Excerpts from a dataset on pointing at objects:
--------

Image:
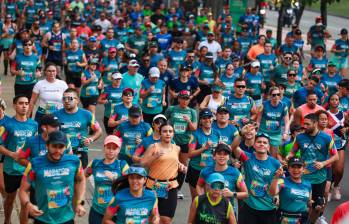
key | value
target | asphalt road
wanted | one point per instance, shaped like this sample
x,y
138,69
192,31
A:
x,y
335,24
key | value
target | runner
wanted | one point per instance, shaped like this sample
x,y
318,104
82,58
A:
x,y
49,92
294,193
162,159
132,132
59,184
133,204
13,136
76,123
259,169
104,172
211,207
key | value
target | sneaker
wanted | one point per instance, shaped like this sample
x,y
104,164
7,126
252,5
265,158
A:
x,y
321,220
336,194
180,195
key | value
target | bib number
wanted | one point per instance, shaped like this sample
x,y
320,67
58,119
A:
x,y
161,189
58,198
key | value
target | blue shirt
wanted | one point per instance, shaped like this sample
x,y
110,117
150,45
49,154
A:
x,y
54,187
198,140
294,197
129,209
258,177
76,126
314,148
13,135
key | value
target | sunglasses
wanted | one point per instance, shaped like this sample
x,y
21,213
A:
x,y
217,186
68,98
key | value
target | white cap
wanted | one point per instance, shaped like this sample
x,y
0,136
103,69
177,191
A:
x,y
133,63
255,64
154,72
159,116
116,75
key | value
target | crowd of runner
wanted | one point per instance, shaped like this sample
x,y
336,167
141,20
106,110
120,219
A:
x,y
257,131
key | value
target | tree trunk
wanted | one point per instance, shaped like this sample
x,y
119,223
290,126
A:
x,y
323,10
280,24
300,12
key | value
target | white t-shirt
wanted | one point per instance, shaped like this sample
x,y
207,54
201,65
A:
x,y
213,47
50,94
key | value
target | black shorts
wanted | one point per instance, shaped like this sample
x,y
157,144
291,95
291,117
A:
x,y
12,182
184,148
87,101
248,215
318,190
83,158
26,90
167,207
192,176
73,78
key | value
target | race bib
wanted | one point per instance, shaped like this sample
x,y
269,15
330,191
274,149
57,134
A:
x,y
179,128
272,125
91,91
258,189
288,220
104,195
58,198
161,189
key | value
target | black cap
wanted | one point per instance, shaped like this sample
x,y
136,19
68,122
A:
x,y
295,127
222,147
205,113
134,111
344,31
222,109
57,137
50,120
295,161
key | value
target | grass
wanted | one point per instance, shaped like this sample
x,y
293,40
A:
x,y
337,9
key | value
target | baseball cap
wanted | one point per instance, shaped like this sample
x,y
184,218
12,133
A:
x,y
184,94
133,63
295,127
154,72
222,147
112,49
92,39
160,116
57,137
137,170
295,161
120,46
128,90
255,64
209,55
134,111
93,61
331,63
216,181
222,109
116,75
50,120
262,135
344,31
113,139
205,113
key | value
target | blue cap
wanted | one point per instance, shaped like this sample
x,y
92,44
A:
x,y
57,137
205,113
215,177
92,39
137,170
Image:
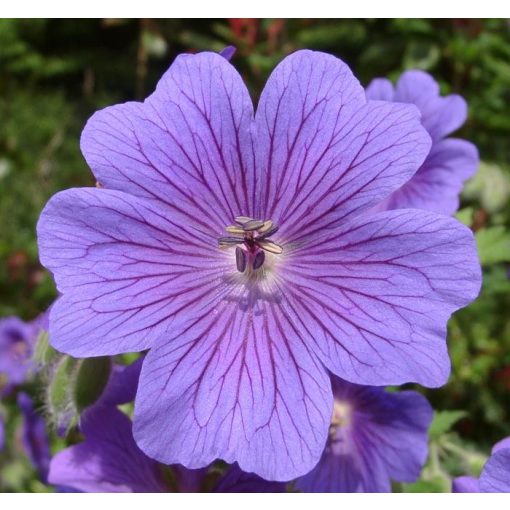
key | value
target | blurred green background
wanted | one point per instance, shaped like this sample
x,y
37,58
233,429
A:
x,y
55,73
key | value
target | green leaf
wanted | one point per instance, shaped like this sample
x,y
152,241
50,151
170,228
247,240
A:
x,y
493,245
443,421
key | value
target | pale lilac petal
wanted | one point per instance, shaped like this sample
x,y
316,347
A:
x,y
323,152
373,298
380,89
108,460
440,115
236,385
125,269
465,484
495,476
438,183
383,437
189,145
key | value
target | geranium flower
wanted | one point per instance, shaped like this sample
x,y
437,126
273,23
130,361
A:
x,y
375,437
235,248
439,181
17,341
495,476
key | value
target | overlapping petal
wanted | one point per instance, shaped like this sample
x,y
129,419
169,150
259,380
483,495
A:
x,y
241,386
125,269
383,437
373,298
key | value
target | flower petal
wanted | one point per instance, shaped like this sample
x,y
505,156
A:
x,y
380,89
440,115
125,269
373,298
108,460
495,476
188,145
438,183
324,153
236,385
384,438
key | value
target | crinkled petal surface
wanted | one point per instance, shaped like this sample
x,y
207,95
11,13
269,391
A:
x,y
495,476
108,460
373,298
383,438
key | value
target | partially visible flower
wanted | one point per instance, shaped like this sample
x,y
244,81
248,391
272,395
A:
x,y
437,184
34,437
375,437
240,249
495,476
110,461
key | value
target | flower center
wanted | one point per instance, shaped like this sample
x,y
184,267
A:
x,y
251,239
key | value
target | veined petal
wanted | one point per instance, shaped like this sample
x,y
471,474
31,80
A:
x,y
236,385
373,298
125,268
188,145
381,437
323,152
440,115
108,460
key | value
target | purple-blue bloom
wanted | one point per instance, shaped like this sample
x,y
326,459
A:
x,y
375,437
241,249
110,461
495,476
34,437
437,184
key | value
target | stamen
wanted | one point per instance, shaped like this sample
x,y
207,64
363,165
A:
x,y
270,246
240,259
258,260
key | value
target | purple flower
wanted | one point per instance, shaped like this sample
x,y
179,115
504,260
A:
x,y
375,437
495,475
234,247
34,437
110,461
439,181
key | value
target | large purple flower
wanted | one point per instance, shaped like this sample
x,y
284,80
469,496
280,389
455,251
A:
x,y
375,437
438,183
495,476
178,252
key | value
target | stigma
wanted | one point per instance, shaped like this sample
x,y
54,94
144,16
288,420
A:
x,y
251,239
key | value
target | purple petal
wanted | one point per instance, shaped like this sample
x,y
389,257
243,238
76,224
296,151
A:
x,y
465,484
189,145
382,437
33,436
438,183
108,460
324,153
125,269
440,115
236,480
373,298
495,476
380,89
235,385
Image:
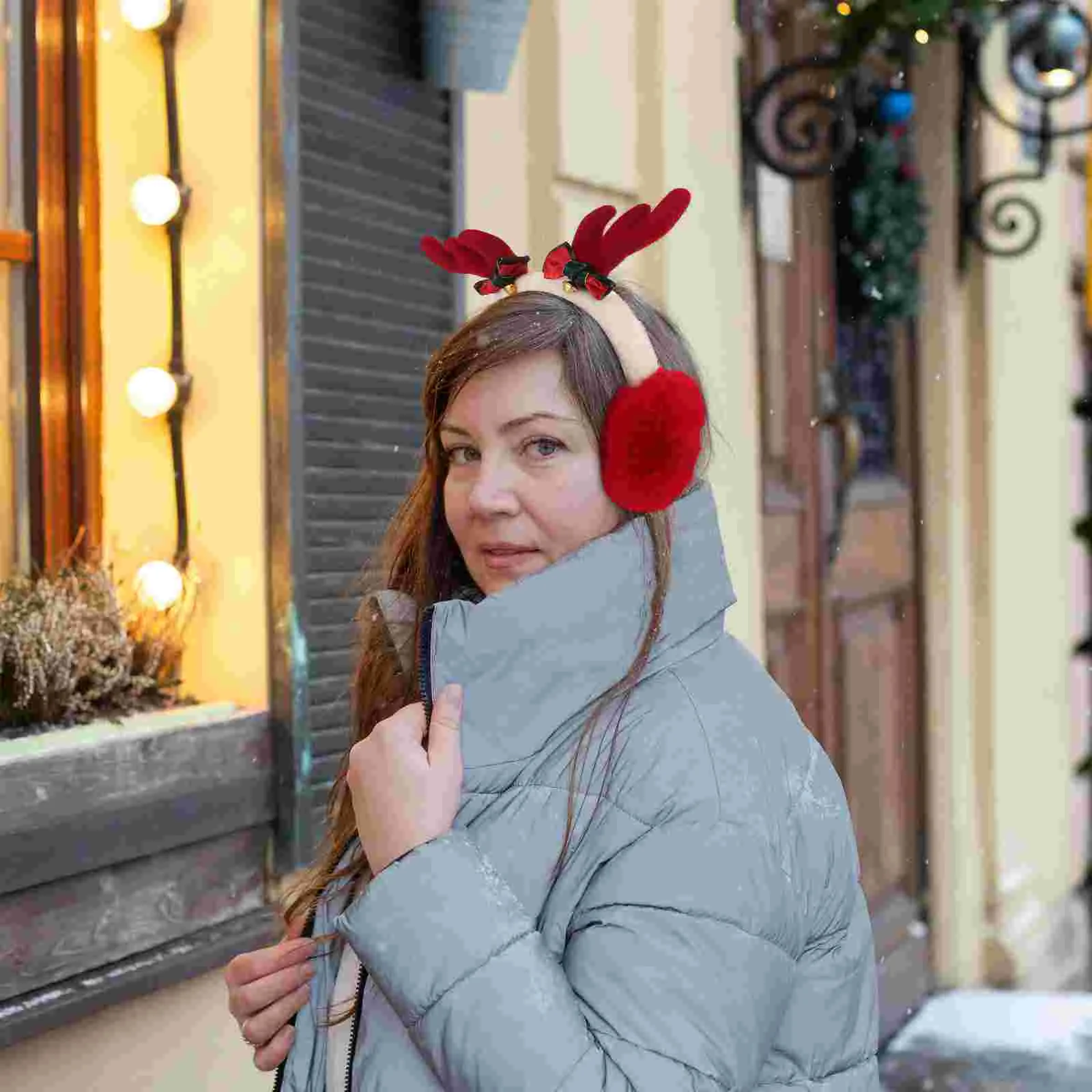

--------

**WHAT IS NEEDED:** Please pull out every line above that contains the word "green".

**COMPLETE RESPONSE:**
target | blurred green background
target | green leaf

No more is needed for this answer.